## Document text
English singer Lolly covered "Mickey" which was released in September 1999 as the second single from her debut album My First Album. Her version reached number four on the UK Singles Chart the same month. A karaoke version appears on both the single and album.

===Track listings===
UK CD1 and Australian CD single
1. "Mickey" – 3:35
2. "Sweetheart" – 2:52
3. "Mickey" (karaoke version) – 3:35
4. "Mickey" (CD ROM video)

UK CD2
1. "Mickey" – 3:35
2. "Mickey" (Creator remix) – 5:58
3. "Mickey" (D-Bop remix edit) – 4:22
4. "Mickey" (The Bold & the Beautiful remix) – 5:50

UK cassette single
1. "Mickey" – 3:35
2. "Mickey" (karaoke version) – 3:35

===Charts===

====Weekly charts====

| Chart (1999–2000) | Peak position |
|---|---|
| Australia (ARIA) | 66 |
| Europe (Eurochart Hot 100) | 17 |
| Ireland (IRMA) | 14 |
| Scottish Singles Sales (Official Charts) | 4 |
| UK Singles (Official Charts) | 4 |

====Year-end charts====

| Chart (1999) | Position |
|---|---|
| UK Singles (OCC) | 87 |

===Other artists===
In addition to Lolly's version, several other artists covered or adapted Toni Basil's original version of "Mickey". Carola Häggkvist released a Swedish version of the song in 1983, which achieved success in Scandinavia. The Swedish version had lyrics written by Ingela "Pling" Forsman for the album Främling.

## Requests
**a.** Can you render this sentence from the article on Lolly's "Mickey" cover into Spanish: "A karaoke version appears on both the single and album."?
**b.** Would you extend the "Mickey" article beyond its final sentence?
The records come from a separate source.

## Records provided
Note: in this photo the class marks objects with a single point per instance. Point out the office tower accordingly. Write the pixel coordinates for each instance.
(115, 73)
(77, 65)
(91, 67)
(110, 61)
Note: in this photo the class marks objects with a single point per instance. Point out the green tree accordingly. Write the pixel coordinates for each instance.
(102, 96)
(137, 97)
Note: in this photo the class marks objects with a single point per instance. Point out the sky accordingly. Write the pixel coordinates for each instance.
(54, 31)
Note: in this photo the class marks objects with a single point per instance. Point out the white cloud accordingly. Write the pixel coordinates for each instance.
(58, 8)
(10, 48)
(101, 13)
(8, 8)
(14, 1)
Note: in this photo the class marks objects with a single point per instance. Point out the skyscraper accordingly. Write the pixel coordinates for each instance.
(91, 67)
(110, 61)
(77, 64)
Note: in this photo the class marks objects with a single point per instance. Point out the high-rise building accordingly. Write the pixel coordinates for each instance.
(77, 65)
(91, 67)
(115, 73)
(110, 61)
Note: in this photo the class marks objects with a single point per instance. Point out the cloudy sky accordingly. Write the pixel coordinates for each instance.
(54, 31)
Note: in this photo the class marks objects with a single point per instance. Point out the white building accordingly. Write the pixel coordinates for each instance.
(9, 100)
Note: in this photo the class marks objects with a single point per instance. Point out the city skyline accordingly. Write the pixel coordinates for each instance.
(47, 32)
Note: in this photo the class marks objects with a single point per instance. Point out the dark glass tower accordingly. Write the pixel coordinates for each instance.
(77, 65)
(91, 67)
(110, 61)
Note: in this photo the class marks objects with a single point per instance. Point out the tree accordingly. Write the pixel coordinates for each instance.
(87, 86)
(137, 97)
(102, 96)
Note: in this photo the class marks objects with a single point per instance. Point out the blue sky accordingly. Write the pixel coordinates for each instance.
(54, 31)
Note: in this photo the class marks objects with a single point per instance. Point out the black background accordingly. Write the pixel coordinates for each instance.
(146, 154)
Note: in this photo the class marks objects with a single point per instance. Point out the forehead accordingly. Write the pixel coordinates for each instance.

## Answers per task
**a.** Una versión karaoke aparece tanto en el sencillo como en el álbum.

**b.**
In the same year, Mexican pop band Timbiriche included a Spanish adaptation of the song on their album En Concierto. Irish girl group B*Witched did a cover of the song that was included on the soundtrack of the film Bring It On (2000).

In 1983, "Weird Al" Yankovic released a parody of the song revolving around the 1950s sitcom I Love Lucy, titled after one of the show's main characters, Ricky Ricardo. The parody featured a duet with voice actress Tress MacNeille as Ricky's wife Lucy. The entire structure of the Run–D.M.C. song "It's Tricky" was consciously lifted from "Mickey". "Speed Drive" is a song by British singer Charli XCX from Barbie the Album, the soundtrack of the 2023 film Barbie, which interpolates the song.

American rapper Nitty sampled parts of "Mickey" for his single "Hey Bitty", released in the United States on January 18, 2005. In Australia, where Nitty's previous single "Nasty Girl" had topped the ARIA Singles Chart, "Hey Bitty" was released as a CD single on April 25, containing two remixes and album track "It's Official" as B-sides. The single reached number 11 on the ARIA Singles Chart and stayed in the top 50 for 12 weeks, finishing 2005 at number 86 on the Australian year-end chart.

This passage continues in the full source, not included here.